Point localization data
- Opening Delimiter -

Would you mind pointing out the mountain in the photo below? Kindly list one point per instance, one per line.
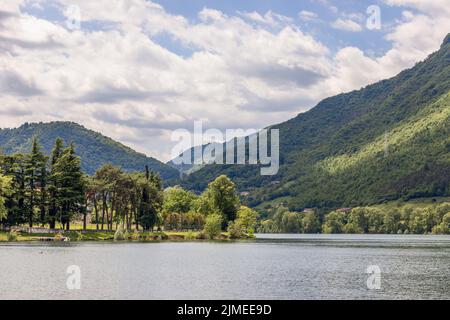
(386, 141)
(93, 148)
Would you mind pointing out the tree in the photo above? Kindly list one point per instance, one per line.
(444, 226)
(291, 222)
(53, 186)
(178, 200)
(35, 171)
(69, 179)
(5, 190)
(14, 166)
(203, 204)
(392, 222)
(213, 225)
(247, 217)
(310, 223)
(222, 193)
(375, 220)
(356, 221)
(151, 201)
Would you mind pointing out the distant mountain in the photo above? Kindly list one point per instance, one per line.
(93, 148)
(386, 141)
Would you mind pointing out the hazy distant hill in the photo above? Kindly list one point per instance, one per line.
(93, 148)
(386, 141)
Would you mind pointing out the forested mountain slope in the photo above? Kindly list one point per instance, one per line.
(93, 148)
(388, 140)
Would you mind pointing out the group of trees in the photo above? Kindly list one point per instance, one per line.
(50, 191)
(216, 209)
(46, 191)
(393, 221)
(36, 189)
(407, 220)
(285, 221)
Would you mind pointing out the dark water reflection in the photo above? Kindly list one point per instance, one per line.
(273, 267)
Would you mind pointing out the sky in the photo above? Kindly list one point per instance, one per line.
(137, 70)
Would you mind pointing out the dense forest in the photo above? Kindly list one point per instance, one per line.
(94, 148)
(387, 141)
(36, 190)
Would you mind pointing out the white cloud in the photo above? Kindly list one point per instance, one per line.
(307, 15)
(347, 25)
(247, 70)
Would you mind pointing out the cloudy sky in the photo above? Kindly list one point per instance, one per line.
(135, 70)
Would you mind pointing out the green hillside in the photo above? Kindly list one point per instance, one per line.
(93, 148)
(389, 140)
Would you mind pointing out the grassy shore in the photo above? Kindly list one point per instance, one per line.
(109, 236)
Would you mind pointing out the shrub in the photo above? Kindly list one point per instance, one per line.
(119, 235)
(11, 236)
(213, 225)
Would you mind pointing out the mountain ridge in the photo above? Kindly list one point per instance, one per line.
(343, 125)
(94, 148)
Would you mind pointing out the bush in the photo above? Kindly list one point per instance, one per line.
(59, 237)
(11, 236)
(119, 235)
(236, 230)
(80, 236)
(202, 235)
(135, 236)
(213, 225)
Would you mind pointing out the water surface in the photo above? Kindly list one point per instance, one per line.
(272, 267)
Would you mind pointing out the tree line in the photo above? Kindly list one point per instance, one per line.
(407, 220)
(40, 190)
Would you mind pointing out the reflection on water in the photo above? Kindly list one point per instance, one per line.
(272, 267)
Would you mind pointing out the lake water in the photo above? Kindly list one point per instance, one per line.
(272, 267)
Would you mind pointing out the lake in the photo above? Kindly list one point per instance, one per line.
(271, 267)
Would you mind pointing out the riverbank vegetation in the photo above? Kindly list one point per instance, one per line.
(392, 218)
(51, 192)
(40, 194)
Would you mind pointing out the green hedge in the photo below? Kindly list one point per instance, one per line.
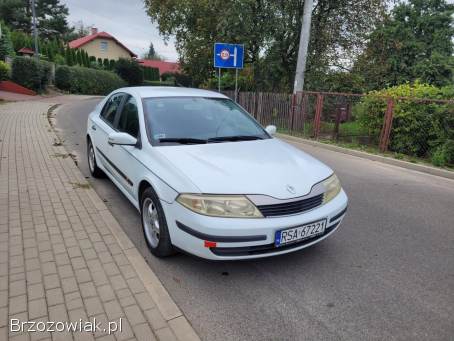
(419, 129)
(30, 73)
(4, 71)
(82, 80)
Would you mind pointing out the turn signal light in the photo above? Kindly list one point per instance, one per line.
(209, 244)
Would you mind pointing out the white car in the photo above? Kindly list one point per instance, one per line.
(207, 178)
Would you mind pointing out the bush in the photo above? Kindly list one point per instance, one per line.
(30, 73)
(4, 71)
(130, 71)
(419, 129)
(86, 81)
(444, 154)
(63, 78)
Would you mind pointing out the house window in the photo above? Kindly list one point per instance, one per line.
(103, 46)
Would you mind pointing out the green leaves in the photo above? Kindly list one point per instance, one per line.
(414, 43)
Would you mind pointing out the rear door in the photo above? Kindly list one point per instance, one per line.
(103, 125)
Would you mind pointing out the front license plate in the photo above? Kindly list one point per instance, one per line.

- Closing Delimiter -

- **WHAT TO PRODUCE**:
Please reproduce the lines exactly from the one containing "Would you mind pointing out the green hedge" through the last line of the data above, and keep the pictures out.

- **ANSWER BELOW**:
Would you mind pointing out the green hedge in the photo below? Kindly list one point per instance, one per line.
(419, 129)
(30, 73)
(4, 71)
(82, 80)
Would you mind pointing out the turn signal light in the photo above? Kindly list one point per instance, one per line.
(209, 244)
Would you mind pointing out the white car in the photo above? Kindly list one point per instance, one per line.
(207, 178)
Would you mind pointing out the bush in the photo above? Kindly list one point per instance, one per line.
(30, 73)
(4, 71)
(130, 71)
(419, 129)
(86, 81)
(444, 154)
(63, 78)
Would you mind pointing out the house window in the photo above? Kindly list one point per instance, one per line.
(103, 46)
Would you mind pointing out the green leaves in the photo above? Kindly list one point per instance, one per line.
(414, 43)
Would you mind pointing out the rear door in the photo above? Kindly list one point per instance, one per line.
(103, 125)
Would you mind pointing out the front license plate in the photo above? Kindly list one point per instance, one per line.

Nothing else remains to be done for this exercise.